§ **PROBLEM TO SOLVE**
Rewrite all the material below, swapping every "crib" for "cot" and leaving the rest unchanged. Omit the pictures from your answer.

--- BEGIN EXTRACTED MATERIAL ---

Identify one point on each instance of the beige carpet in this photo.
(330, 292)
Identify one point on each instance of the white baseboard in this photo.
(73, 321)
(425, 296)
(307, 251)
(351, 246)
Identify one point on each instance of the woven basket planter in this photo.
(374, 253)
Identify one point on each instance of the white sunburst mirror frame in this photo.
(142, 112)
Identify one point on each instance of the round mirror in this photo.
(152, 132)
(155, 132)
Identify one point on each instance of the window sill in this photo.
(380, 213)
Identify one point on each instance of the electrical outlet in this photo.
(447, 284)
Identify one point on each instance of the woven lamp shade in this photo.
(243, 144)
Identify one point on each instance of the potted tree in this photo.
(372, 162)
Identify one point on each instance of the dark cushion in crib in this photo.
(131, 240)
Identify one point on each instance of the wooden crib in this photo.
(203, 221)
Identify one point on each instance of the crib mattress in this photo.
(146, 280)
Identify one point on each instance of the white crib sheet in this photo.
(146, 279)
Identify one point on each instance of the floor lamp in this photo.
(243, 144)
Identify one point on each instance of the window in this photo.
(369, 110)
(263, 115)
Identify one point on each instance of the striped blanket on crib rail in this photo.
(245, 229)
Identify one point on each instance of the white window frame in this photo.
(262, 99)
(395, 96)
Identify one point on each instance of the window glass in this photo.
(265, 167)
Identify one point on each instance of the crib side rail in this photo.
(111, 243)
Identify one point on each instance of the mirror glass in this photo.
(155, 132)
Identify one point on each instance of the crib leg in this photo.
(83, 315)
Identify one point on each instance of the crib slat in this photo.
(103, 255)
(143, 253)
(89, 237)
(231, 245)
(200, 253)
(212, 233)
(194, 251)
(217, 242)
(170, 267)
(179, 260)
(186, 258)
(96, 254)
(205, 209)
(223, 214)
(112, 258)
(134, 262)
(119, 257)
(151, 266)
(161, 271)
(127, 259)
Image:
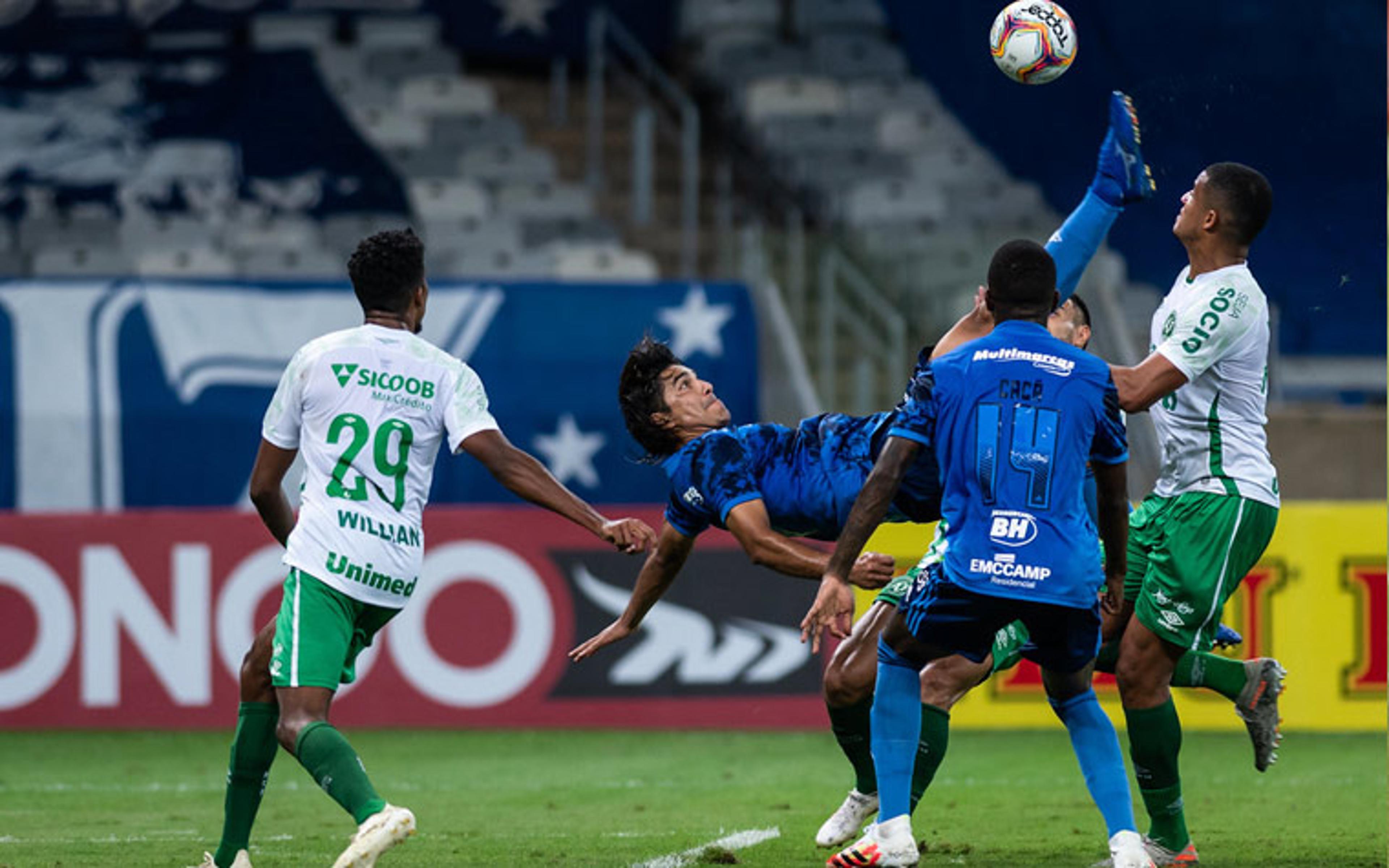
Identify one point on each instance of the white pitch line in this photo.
(730, 842)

--- END EXTRACTED MATERIAL ---

§ **RESPONSE FOR THIS EXERCISE**
Identify one point on each instance of the beige carpet in this photo.
(330, 292)
Identify one point on each instance of the white baseboard in this photo.
(73, 321)
(425, 296)
(307, 251)
(351, 246)
Identify one point on each instance of the woven basket planter in this photo.
(374, 253)
Identify one point on each instance of the white sunburst mirror frame in this photo.
(142, 112)
Identify one point on each instance of the round mirror in this photo.
(152, 132)
(155, 132)
Identify one point on each instance of the window sill in this photo.
(380, 213)
Identify one point on each instance of the electrical outlet in this photo.
(447, 284)
Identify one point on each instance of the woven lamp shade in this photo.
(243, 144)
Identify one point on each instance of the potted tree in this photo.
(372, 162)
Identify one point on each instance of the dark cushion in cot in this photo.
(131, 240)
Identify one point on each instance of the wooden cot in this photo.
(203, 221)
Identify one point on each instance of the cot mattress in this photo.
(146, 280)
Identify one point on each instance of the white cot sheet in this photo.
(146, 279)
Identify one point on each instance of the floor lamp in this photo.
(243, 144)
Identify one point on each instance of the window in this photo.
(369, 110)
(263, 115)
Identify one point on each instance of the striped blanket on cot rail in this photo.
(245, 229)
Identify one point on each instance of the white window frame in this photo.
(262, 99)
(395, 96)
Identify one point on each instance of the window glass in this photo.
(265, 167)
Identify one point on each instance of the cot side rail in this photo.
(111, 243)
Identify one point on each instance of the mirror glass in this photo.
(155, 132)
Identify one point on each instance of the cot leg in this photo.
(83, 315)
Identify one point on each instance of the cot slat in this photo.
(103, 255)
(143, 253)
(89, 237)
(231, 245)
(200, 253)
(212, 233)
(194, 251)
(217, 242)
(170, 267)
(179, 260)
(186, 258)
(96, 254)
(205, 209)
(223, 214)
(112, 258)
(134, 262)
(119, 257)
(151, 266)
(161, 271)
(127, 259)
Image:
Identify one point on each instance of the white pitch line in this photo.
(730, 842)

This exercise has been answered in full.